━━━━━ ОТРЫВОК

Все было сказано точно и веско, лишь один вопрос оставался неясным: а кому, собственно, этот урок предстояло извлечь? К кому прокурор обращался? Кто присутствовал на этом процессе и внимал словам прокурора? А — никто… Процесс провели в тесной маленькой комнате — по-семейному, по-домашнему. Послушали подсудимые речи, потом приговор и поспешно разъехались по домам.
Преступная халатность руководства совхоза обошлась государству в сорок тысяч рублей — взыскано с виновных шесть тысяч пятьсот (при рассрочке платежа примерно на семь лет). Остальные расходы — так решил почему-то суд — должно взять на себя государство. Что же до наказания, то оно таково: всем подсудимым — условно, без лишения прав занимать руководящие посты и материально-ответственные должности. Довод серьезнейший — первая судимость. Ни с чем виновные не расстались: ни со свободой, ни с должностями, ни с общественным положением. Даже с веселым настроением — и с тем не расстались.

━━━━━━━━━━

ЗАДАНИЯ:
1. Повторите слово в слово часть отрывка о суде, начиная со слов «Преступная халатность руководства» и дальше до слов «тем не расстались.».
2. Во сколько обошлась государству халатность руководства совхоза, если верить отрывку о суде?
3. Продолжите отрывок о суде над руководством совхоза с того места, где он заканчивается.
Записи дальше — отдельный материал, с отрывком они не связаны.

━━━━━ ЗАПИСИ

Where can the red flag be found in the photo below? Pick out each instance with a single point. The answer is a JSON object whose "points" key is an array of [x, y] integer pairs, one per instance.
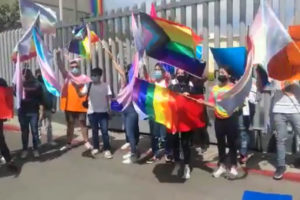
{"points": [[6, 102]]}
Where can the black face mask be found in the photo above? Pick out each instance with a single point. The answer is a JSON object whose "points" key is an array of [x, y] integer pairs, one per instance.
{"points": [[182, 79], [222, 78]]}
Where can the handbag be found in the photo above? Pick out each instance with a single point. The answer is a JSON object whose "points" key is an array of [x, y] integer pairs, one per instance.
{"points": [[86, 102]]}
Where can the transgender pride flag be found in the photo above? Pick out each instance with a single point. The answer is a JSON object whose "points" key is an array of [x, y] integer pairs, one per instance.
{"points": [[45, 61], [273, 46]]}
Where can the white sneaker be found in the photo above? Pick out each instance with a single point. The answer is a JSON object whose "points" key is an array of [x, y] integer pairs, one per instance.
{"points": [[127, 161], [2, 160], [233, 171], [88, 146], [187, 172], [66, 147], [94, 152], [24, 154], [107, 154], [127, 155], [36, 154], [221, 170], [125, 146]]}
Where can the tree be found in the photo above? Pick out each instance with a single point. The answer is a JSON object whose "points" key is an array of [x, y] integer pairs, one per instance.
{"points": [[9, 16]]}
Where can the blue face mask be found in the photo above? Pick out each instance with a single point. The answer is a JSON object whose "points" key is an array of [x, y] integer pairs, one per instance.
{"points": [[157, 74]]}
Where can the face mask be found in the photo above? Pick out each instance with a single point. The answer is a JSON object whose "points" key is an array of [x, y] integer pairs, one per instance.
{"points": [[157, 74], [75, 71], [95, 79], [181, 79], [222, 78], [40, 78]]}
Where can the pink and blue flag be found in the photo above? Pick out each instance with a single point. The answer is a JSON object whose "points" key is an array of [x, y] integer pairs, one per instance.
{"points": [[45, 60], [30, 10]]}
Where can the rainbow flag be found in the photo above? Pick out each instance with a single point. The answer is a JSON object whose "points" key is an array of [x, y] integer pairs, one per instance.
{"points": [[83, 37], [96, 7], [45, 61], [171, 43], [175, 111]]}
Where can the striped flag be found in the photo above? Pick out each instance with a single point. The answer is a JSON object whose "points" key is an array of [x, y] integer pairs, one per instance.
{"points": [[273, 46], [45, 59], [29, 12]]}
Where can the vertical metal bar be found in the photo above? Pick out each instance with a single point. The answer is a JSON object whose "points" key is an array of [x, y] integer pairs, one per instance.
{"points": [[282, 11], [256, 4], [229, 23], [163, 11], [173, 12], [217, 23], [243, 28], [194, 17], [297, 12], [205, 31], [183, 14]]}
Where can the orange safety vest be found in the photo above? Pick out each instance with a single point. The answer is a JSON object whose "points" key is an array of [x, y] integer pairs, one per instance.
{"points": [[69, 100]]}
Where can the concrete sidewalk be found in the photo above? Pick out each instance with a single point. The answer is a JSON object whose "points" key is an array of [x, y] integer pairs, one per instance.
{"points": [[258, 163]]}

━━━━━━━━━━

ОТВЕТЫ:
1.
Преступная халатность руководства совхоза обошлась государству в сорок тысяч рублей — взыскано с виновных шесть тысяч пятьсот (при рассрочке платежа примерно на семь лет). Остальные расходы — так решил почему-то суд — должно взять на себя государство. Что же до наказания, то оно таково: всем подсудимым — условно, без лишения прав занимать руководящие посты и материально-ответственные должности. Довод серьезнейший — первая судимость. Ни с чем виновные не расстались: ни со свободой, ни с должностями, ни с общественным положением. Даже с веселым настроением — и с тем не расстались.

2. В сорок тысяч рублей.

3.
Ну, а с их соседями, по чьей непосредственной вине гибли и гибнут овцы, обошлись еще «круче»: их вообще не судили. Тут мы подходим к факту необъяснимому, загадочному и, я бы сказал, неприличному. Не тем загадочен этот факт, что обошлось без суда (может, в конце-то концов, даже и обойтись — не карой единой борются с разгильдяйством), а тем, что, беспринципно спасая провалившихся руководителей, пошли на прямой подлог. И кто пошел!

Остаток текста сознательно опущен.